=== Records for the exercise ===

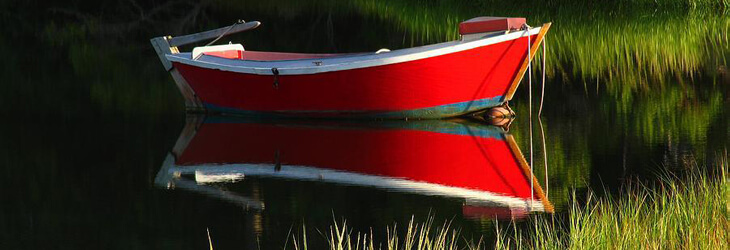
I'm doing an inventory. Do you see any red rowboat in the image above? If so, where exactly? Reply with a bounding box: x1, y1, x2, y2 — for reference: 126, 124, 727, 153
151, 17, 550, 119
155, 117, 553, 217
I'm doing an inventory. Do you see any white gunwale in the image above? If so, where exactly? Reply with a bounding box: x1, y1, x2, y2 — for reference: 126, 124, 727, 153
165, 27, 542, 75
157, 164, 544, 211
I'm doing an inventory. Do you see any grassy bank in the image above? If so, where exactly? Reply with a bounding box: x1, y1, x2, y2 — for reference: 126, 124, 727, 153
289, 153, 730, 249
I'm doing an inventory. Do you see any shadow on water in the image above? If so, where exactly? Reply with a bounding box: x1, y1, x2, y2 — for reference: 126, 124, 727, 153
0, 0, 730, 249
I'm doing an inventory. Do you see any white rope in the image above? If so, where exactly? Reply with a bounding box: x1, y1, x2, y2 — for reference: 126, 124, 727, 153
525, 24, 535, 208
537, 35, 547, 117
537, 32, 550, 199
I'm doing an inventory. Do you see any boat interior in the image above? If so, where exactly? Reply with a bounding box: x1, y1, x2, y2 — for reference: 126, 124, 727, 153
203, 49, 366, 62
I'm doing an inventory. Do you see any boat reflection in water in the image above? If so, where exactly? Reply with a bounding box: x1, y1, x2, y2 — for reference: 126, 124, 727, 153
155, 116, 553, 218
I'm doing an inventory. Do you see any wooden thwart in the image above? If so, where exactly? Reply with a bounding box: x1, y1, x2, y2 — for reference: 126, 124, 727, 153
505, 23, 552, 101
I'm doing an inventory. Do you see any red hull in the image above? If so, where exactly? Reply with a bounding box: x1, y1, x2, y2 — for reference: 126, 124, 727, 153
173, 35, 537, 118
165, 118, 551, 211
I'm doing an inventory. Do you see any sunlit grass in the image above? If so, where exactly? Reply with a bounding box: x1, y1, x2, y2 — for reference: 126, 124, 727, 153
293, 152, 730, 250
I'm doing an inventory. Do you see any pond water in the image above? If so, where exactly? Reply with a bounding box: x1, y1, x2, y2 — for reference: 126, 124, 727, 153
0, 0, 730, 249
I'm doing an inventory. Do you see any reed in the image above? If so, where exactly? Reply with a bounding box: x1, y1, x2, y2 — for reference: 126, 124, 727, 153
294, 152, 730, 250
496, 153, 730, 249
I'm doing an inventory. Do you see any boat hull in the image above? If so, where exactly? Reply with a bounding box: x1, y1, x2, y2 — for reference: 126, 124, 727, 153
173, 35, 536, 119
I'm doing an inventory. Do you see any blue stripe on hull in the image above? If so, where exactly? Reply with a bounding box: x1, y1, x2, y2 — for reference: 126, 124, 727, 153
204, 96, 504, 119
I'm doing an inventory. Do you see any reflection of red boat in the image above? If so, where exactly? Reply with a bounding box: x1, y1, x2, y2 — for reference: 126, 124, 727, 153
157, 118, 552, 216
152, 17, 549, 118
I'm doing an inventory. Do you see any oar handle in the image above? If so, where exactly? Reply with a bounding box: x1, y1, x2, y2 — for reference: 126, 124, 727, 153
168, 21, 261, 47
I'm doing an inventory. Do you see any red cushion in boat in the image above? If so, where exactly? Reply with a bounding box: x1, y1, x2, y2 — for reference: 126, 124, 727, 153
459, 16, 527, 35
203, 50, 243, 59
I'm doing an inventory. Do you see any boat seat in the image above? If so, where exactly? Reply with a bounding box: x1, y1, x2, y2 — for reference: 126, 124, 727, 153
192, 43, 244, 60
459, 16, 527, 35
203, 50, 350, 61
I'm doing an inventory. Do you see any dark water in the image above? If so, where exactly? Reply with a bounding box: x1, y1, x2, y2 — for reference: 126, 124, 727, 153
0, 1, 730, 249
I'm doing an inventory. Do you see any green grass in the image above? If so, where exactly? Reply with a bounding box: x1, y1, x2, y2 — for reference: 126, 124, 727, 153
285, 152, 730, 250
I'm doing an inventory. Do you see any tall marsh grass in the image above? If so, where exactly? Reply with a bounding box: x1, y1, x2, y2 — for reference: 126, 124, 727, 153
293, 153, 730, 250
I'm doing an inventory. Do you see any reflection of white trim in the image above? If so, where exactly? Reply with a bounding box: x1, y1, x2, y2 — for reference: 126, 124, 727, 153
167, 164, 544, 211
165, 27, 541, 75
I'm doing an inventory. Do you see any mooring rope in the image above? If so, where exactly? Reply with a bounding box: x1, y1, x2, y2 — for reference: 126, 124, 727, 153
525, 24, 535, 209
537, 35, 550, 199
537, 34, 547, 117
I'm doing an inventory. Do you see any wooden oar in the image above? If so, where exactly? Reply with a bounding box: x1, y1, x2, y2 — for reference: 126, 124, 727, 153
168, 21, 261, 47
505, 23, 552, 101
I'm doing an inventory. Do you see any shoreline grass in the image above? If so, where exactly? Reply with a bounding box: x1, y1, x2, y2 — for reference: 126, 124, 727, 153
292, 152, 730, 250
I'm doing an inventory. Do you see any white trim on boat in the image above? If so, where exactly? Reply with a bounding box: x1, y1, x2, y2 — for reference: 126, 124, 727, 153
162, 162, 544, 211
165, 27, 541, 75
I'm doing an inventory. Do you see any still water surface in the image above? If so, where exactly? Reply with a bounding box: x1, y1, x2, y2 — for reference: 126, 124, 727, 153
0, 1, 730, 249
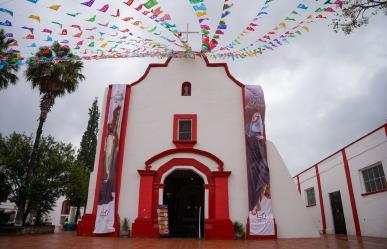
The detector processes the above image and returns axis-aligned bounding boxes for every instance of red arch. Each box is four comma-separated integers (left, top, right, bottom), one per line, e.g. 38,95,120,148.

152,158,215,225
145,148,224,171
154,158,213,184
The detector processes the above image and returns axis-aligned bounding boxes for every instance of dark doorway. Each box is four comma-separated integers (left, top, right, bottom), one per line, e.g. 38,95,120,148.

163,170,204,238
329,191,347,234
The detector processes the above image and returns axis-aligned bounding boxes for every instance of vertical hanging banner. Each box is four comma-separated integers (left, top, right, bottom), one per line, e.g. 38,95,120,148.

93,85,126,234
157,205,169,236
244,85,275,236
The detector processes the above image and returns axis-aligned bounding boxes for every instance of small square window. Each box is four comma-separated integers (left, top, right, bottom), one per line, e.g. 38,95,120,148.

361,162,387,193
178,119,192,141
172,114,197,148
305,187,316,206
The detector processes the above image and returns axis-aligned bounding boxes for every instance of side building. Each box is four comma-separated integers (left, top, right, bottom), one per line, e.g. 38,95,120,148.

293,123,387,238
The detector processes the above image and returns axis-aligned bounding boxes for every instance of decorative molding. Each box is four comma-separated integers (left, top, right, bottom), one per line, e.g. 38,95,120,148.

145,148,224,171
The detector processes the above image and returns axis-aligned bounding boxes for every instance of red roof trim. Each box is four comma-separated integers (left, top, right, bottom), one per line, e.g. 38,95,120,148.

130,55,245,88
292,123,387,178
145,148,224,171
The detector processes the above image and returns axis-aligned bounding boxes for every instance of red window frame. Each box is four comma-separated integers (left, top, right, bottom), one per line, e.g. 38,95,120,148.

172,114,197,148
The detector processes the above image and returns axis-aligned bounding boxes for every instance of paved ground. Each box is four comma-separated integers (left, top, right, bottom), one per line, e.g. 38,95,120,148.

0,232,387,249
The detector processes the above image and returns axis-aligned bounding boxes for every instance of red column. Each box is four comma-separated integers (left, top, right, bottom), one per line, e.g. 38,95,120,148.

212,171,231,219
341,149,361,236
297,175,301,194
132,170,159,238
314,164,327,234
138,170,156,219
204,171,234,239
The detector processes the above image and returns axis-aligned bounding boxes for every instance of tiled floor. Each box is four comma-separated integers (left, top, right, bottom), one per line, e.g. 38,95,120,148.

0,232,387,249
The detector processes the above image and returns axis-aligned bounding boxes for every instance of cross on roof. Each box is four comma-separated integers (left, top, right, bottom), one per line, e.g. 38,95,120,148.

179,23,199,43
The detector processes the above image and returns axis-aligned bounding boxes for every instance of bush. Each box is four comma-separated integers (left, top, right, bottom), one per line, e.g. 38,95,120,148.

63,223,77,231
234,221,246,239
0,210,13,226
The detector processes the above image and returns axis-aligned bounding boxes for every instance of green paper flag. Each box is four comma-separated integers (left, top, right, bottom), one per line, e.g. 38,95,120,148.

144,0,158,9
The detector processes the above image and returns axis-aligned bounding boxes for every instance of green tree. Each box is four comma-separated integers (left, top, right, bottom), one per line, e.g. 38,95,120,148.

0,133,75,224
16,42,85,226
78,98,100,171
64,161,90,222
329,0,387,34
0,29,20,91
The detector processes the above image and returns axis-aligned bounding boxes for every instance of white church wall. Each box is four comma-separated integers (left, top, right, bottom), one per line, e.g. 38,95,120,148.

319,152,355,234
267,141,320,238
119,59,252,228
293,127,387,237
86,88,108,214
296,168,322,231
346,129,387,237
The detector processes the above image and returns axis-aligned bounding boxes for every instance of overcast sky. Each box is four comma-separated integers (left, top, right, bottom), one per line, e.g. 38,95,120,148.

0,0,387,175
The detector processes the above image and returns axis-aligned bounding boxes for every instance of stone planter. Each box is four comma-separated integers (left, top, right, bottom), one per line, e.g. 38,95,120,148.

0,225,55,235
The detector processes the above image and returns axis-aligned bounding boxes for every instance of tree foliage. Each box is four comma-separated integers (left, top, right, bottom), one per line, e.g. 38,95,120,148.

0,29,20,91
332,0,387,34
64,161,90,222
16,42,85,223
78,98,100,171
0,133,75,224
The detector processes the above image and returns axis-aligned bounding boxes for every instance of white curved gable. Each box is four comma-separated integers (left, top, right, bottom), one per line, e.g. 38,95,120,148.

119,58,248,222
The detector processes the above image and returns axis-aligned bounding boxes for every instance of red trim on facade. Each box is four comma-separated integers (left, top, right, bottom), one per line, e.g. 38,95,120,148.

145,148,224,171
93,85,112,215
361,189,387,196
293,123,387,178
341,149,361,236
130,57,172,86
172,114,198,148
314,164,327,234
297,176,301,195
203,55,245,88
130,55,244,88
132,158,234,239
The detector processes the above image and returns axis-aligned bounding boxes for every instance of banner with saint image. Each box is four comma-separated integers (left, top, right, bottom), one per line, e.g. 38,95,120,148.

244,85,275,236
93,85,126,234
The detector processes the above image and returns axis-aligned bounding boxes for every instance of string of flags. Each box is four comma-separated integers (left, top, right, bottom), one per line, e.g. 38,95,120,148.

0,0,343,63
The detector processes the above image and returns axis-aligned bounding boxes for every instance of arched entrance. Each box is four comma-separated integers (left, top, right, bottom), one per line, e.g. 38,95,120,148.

===

Update the records between the lines holding "I'm doing an inventory. Do you see any mooring" and "292, 152, 730, 250", inclusive, by changing "wooden oar" to "wooden paddle" and leaving everything else the same. Give back only those lines.

I'm doing an inventory. Do you see any mooring rope in the image above? If so, where exactly? Reply with a bounding box: x1, y1, x2, y2 — for reference: 126, 124, 727, 153
525, 24, 535, 209
537, 35, 550, 199
537, 34, 547, 117
I'm doing an inventory. Do you see any wooden paddle in the image above? If so, where exactly? Reply with a bounding box: x1, y1, x2, y2 — for reference: 126, 124, 727, 153
168, 21, 261, 47
505, 23, 552, 101
I'm doing an inventory. Do you see any shoreline grass in the image above? If so, where exactly? Reply with a bounding box: x1, y1, x2, y2 — for reference: 126, 124, 727, 153
292, 152, 730, 250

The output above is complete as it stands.